# [TRY IT]
Among the entries, how many lines carry the string "shoreline"? Give the number and nothing else.

[Image point grounding data]
━━━━━━━━━━━━━━━━

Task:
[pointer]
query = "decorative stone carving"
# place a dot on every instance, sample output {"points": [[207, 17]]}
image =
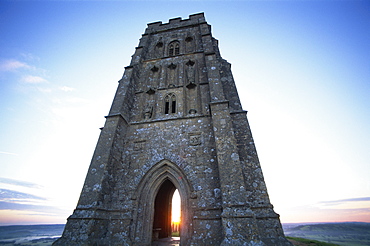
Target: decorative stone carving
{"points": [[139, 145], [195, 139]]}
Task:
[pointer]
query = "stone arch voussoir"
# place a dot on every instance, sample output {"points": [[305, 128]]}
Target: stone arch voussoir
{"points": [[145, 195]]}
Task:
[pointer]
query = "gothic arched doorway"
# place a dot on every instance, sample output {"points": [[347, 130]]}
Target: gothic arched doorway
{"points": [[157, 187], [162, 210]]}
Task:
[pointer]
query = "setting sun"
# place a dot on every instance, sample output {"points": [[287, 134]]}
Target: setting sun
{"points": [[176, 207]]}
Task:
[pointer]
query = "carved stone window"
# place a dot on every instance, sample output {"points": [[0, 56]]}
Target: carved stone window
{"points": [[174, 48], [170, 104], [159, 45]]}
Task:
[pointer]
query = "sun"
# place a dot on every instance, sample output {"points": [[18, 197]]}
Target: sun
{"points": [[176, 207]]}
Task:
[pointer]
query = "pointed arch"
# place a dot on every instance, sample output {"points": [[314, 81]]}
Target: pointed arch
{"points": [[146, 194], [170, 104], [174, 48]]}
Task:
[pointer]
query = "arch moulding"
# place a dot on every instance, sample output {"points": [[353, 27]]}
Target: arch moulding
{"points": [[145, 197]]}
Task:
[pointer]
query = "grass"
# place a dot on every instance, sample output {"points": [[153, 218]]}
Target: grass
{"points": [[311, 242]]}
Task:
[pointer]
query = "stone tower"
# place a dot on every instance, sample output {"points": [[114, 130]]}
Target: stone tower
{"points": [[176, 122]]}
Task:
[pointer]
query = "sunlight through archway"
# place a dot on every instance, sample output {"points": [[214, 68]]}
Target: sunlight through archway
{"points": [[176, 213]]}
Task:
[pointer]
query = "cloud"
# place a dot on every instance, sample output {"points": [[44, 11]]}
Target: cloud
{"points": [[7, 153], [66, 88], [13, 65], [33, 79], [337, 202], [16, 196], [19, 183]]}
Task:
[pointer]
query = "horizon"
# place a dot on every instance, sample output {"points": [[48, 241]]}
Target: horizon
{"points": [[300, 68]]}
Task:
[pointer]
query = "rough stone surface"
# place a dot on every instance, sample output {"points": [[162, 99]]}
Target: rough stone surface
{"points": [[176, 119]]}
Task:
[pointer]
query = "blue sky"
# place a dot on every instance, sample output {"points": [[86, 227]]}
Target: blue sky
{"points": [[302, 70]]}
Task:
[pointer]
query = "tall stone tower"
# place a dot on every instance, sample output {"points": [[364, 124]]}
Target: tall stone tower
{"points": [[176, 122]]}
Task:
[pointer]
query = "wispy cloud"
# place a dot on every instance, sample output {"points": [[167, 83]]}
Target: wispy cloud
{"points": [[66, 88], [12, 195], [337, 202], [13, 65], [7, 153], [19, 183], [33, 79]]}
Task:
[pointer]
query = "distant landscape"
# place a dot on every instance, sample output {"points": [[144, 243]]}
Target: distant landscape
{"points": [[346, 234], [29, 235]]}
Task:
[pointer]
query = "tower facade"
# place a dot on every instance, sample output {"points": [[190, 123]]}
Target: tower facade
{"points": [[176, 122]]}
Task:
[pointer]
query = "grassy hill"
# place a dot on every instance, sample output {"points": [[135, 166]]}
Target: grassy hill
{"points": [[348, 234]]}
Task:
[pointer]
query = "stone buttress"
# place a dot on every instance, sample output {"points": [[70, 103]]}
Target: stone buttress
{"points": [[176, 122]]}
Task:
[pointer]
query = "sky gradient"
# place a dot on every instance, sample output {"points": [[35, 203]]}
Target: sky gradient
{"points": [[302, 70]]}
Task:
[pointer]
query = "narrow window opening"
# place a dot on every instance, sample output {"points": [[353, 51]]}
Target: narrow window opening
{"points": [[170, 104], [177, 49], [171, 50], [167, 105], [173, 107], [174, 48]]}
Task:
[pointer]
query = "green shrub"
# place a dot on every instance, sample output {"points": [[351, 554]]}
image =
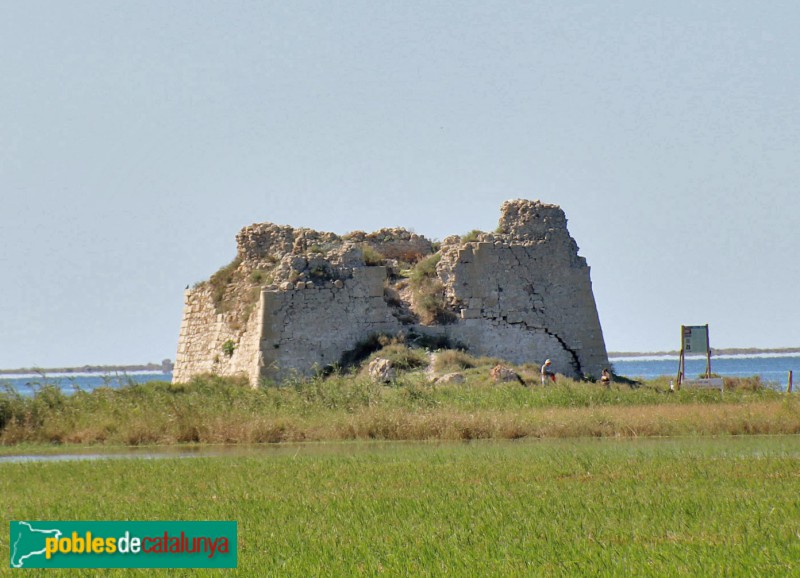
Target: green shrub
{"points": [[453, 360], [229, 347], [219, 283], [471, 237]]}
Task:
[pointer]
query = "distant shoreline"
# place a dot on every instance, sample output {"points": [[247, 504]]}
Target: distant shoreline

━━━━━━━━━━━━━━━━

# [TASK OUTPUT]
2